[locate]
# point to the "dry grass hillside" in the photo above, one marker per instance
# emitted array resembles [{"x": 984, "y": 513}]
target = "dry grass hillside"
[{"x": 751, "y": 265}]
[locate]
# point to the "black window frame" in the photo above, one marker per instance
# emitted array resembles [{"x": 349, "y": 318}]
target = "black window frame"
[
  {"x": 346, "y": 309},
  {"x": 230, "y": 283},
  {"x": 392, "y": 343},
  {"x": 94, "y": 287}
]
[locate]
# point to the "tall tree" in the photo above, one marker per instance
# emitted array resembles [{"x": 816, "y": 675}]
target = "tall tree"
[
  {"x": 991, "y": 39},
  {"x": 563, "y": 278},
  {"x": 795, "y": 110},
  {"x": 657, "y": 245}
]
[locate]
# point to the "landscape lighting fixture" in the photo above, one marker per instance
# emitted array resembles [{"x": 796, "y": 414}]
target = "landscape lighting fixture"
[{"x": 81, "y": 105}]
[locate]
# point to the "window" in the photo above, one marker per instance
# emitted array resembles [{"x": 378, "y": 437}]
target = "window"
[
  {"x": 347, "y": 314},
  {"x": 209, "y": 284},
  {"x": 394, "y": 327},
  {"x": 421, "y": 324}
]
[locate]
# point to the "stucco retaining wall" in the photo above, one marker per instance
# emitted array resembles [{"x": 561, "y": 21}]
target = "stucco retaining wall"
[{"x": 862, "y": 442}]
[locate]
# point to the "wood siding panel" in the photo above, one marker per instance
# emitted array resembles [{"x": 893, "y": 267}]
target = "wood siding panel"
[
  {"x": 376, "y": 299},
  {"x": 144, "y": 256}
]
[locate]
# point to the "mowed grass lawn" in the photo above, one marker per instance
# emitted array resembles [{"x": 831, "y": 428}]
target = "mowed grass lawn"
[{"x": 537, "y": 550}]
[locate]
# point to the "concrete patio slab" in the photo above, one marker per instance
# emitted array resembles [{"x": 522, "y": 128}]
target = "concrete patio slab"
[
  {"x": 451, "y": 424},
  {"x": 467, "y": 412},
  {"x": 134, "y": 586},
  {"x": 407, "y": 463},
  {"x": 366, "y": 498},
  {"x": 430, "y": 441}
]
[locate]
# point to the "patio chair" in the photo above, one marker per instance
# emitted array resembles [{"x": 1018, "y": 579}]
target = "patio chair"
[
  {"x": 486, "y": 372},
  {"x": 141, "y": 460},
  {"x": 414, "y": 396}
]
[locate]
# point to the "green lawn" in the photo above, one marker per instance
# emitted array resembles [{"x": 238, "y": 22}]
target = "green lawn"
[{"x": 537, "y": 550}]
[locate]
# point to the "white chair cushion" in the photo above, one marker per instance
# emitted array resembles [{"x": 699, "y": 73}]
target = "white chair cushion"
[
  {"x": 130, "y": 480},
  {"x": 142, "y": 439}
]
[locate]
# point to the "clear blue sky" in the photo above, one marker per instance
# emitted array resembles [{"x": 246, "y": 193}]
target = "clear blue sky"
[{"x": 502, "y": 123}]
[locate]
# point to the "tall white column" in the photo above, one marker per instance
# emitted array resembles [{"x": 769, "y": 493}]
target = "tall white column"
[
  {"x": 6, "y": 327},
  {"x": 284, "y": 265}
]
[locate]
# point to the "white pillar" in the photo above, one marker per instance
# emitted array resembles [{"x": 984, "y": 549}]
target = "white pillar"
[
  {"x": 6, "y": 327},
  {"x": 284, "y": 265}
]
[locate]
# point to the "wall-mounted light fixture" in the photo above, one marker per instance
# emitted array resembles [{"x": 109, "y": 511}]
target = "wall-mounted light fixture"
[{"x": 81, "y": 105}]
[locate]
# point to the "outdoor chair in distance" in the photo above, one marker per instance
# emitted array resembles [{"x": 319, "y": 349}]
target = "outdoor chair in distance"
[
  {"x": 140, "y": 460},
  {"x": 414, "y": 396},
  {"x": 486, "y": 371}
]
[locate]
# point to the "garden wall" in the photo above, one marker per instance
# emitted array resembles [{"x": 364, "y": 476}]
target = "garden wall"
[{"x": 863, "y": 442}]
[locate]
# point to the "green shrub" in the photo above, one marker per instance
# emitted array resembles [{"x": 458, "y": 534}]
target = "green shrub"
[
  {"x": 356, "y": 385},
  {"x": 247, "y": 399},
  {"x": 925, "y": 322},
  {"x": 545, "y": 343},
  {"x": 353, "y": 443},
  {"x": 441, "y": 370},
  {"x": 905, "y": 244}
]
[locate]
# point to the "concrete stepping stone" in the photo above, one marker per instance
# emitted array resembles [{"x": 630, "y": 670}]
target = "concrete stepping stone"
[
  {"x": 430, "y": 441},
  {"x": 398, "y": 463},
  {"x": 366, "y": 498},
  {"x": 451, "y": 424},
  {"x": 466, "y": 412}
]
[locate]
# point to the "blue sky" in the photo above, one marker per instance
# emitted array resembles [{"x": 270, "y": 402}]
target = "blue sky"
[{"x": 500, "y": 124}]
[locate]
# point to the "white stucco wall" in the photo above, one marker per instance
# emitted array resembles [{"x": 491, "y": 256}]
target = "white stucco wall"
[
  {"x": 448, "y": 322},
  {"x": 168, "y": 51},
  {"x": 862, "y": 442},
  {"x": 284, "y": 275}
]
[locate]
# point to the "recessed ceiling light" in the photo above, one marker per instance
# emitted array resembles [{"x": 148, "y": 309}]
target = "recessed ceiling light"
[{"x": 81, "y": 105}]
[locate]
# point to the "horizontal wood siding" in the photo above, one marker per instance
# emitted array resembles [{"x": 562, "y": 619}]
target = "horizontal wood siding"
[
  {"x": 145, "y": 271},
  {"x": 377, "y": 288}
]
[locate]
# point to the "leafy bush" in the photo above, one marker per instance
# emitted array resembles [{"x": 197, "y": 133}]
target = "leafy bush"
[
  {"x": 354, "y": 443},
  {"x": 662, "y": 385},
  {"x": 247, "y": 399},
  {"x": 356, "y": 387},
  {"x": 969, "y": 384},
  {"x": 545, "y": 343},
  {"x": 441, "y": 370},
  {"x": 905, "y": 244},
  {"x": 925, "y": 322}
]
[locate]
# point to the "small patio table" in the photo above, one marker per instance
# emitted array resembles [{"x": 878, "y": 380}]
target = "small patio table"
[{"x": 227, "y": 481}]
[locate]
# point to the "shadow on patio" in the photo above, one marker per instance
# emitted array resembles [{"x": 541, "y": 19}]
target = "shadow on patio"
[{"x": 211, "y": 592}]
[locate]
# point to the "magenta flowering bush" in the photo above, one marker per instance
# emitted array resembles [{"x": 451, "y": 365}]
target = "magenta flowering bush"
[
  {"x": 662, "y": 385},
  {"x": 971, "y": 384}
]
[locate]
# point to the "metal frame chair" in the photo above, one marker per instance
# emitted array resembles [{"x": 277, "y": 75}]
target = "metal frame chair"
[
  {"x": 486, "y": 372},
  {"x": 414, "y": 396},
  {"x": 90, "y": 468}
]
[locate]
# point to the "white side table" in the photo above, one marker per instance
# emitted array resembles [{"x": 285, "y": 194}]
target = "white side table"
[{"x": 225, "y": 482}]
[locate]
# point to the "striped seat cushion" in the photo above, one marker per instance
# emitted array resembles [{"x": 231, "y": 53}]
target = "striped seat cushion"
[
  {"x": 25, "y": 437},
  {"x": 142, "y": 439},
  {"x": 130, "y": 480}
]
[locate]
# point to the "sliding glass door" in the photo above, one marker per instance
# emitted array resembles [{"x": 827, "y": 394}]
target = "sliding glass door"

------------------------------------------------------------------------

=== Work instructions ===
Write the records out again, character for character.

=== Written reply ===
[locate]
# point to the "dry grass hillside" in the photo above, one marker per instance
# emitted array resembles [{"x": 984, "y": 513}]
target = "dry grass hillside"
[{"x": 751, "y": 265}]
[locate]
# point to the "black window frame" in the photo above, one marker per instance
# emitted array resembles [{"x": 349, "y": 318}]
target = "black window frame"
[
  {"x": 346, "y": 309},
  {"x": 230, "y": 283},
  {"x": 392, "y": 343},
  {"x": 94, "y": 287}
]
[locate]
# point to the "tall tree" in the photo above, one marker per instance
# emitted array resembles [{"x": 816, "y": 675}]
target = "tall tree"
[
  {"x": 991, "y": 39},
  {"x": 563, "y": 278},
  {"x": 795, "y": 110},
  {"x": 657, "y": 245}
]
[locate]
# point to the "landscape lighting fixture" in the photo above, one marker per instance
# emitted array resembles [{"x": 796, "y": 414}]
target = "landscape lighting fixture"
[{"x": 81, "y": 105}]
[locate]
# point to the "window" in the photo above, one marker per instance
# emitted array resembles [{"x": 378, "y": 437}]
target = "window"
[
  {"x": 347, "y": 314},
  {"x": 209, "y": 284},
  {"x": 394, "y": 327},
  {"x": 421, "y": 324}
]
[locate]
# point to the "stucco retaining wall" in the photo above, one marker per instance
# emitted array resembles [{"x": 561, "y": 21}]
target = "stucco retaining wall"
[{"x": 862, "y": 442}]
[locate]
# point to the "wood siding panel" in the photo above, one marker per instance
# emitted array resembles [{"x": 893, "y": 267}]
target = "wood siding panel"
[
  {"x": 376, "y": 299},
  {"x": 144, "y": 256}
]
[locate]
# point to the "mowed grass lawn" in the photo above, one marker per instance
# emitted array resembles [{"x": 831, "y": 428}]
target = "mowed grass lawn"
[{"x": 537, "y": 550}]
[locate]
# point to the "concrete patio slab" in the photo above, one marker per instance
# emitted array resembles [{"x": 522, "y": 128}]
target = "concrete patio slab"
[
  {"x": 451, "y": 424},
  {"x": 467, "y": 412},
  {"x": 134, "y": 586},
  {"x": 407, "y": 463},
  {"x": 366, "y": 498},
  {"x": 430, "y": 441}
]
[locate]
# point to the "patio chair" in the photo above, one marker per instance
# emitted array resembles [{"x": 1018, "y": 579}]
target = "patio chair"
[
  {"x": 486, "y": 372},
  {"x": 141, "y": 460},
  {"x": 414, "y": 396}
]
[locate]
# point to the "green lawn" in the photo above, one marker per instance
# emitted array resembles [{"x": 238, "y": 22}]
target = "green lawn"
[{"x": 537, "y": 550}]
[locate]
# point to the "white chair cushion" in the photo above, one marker per instance
# emitted array resembles [{"x": 699, "y": 73}]
target = "white chair cushion"
[
  {"x": 130, "y": 480},
  {"x": 142, "y": 439}
]
[locate]
# point to the "clear blue sky" in the photo above, one marker per instance
# emitted array resembles [{"x": 246, "y": 193}]
target = "clear blue sky"
[{"x": 502, "y": 123}]
[locate]
# point to the "tall white column" in the photo above, one marker per instance
# emitted array resembles [{"x": 769, "y": 493}]
target = "tall white column"
[
  {"x": 6, "y": 327},
  {"x": 284, "y": 265}
]
[locate]
# point to the "white pillar" in the photo above, one marker per instance
# emitted array resembles [{"x": 984, "y": 549}]
target = "white pillar"
[
  {"x": 6, "y": 327},
  {"x": 284, "y": 265}
]
[locate]
# point to the "wall-mounted light fixture" in the photo above, one marker per instance
# emitted array resembles [{"x": 109, "y": 511}]
target = "wall-mounted light fixture"
[{"x": 81, "y": 105}]
[locate]
# point to the "outdoor chair in distance" in the photo above, one marker per instance
# emitted array resembles [{"x": 319, "y": 349}]
target = "outdoor chair in distance"
[
  {"x": 140, "y": 460},
  {"x": 414, "y": 396},
  {"x": 486, "y": 371}
]
[locate]
# point to the "garden wall" in the photo above, one marker per instance
# emitted array resembles [{"x": 364, "y": 476}]
target = "garden wall"
[{"x": 863, "y": 442}]
[locate]
# point to the "green shrub" in the photo above, one marker per instance
# emitted array resembles [{"x": 458, "y": 534}]
target = "green shrub"
[
  {"x": 356, "y": 385},
  {"x": 247, "y": 399},
  {"x": 925, "y": 322},
  {"x": 545, "y": 343},
  {"x": 353, "y": 443},
  {"x": 441, "y": 370},
  {"x": 905, "y": 244}
]
[locate]
# point to the "concrete stepping stone" in the photo above, one marker per instance
# emitted array resembles [{"x": 630, "y": 670}]
target = "concrete stepping stone"
[
  {"x": 430, "y": 441},
  {"x": 398, "y": 463},
  {"x": 366, "y": 498},
  {"x": 451, "y": 424},
  {"x": 466, "y": 412}
]
[locate]
# point to the "blue sky" in the photo above, one marker per instance
# emitted array resembles [{"x": 270, "y": 402}]
target = "blue sky"
[{"x": 500, "y": 124}]
[locate]
# point to the "white stucco wall" in the photo above, one marker per instance
# emitted array resembles [{"x": 491, "y": 256}]
target = "white stucco wall"
[
  {"x": 448, "y": 322},
  {"x": 168, "y": 51},
  {"x": 862, "y": 442},
  {"x": 284, "y": 275}
]
[locate]
# point to the "recessed ceiling light" in the photo above, one marker per instance
# emitted array resembles [{"x": 148, "y": 309}]
target = "recessed ceiling light"
[{"x": 81, "y": 105}]
[locate]
# point to the "horizontal wood siding" in the photo above, one marker per instance
# emitted array resembles [{"x": 562, "y": 619}]
target = "horizontal wood siding"
[
  {"x": 145, "y": 271},
  {"x": 377, "y": 288}
]
[locate]
# point to the "leafy bush" in the photo above, one marker per instance
# emitted array resembles [{"x": 197, "y": 133}]
target = "leafy bush"
[
  {"x": 354, "y": 443},
  {"x": 662, "y": 385},
  {"x": 247, "y": 399},
  {"x": 356, "y": 387},
  {"x": 969, "y": 384},
  {"x": 545, "y": 343},
  {"x": 441, "y": 370},
  {"x": 905, "y": 244},
  {"x": 925, "y": 322}
]
[locate]
# point to the "small patio table" in the photo above, one marker per instance
# emitted array resembles [{"x": 878, "y": 380}]
target = "small patio table"
[{"x": 227, "y": 481}]
[locate]
# point to the "shadow on patio" in the photo above, one marker per instance
# emitted array resembles [{"x": 541, "y": 19}]
target = "shadow on patio"
[{"x": 211, "y": 592}]
[locate]
# point to the "magenta flowering bush" in the photo above, one marker per instance
# emitted array resembles [{"x": 451, "y": 365}]
target = "magenta flowering bush"
[
  {"x": 662, "y": 385},
  {"x": 971, "y": 384}
]
[locate]
# point to the "metal frame chair" in the photo above, one marker per instance
# emitted array resembles [{"x": 277, "y": 75}]
target = "metal frame chair"
[
  {"x": 486, "y": 372},
  {"x": 414, "y": 396},
  {"x": 90, "y": 468}
]
[locate]
# point to the "white side table" in the photo above, one marker per instance
# emitted array resembles [{"x": 285, "y": 194}]
target = "white side table"
[{"x": 225, "y": 482}]
[locate]
# point to the "striped seat cushion" in the photo above, one marker per instance
# emitted array resembles [{"x": 231, "y": 53}]
target = "striped seat cushion"
[
  {"x": 25, "y": 437},
  {"x": 142, "y": 439},
  {"x": 130, "y": 480}
]
[locate]
# point to the "sliding glass door" in the photo above, one marker per instance
# emitted array resembles [{"x": 827, "y": 394}]
target = "sliding glass door"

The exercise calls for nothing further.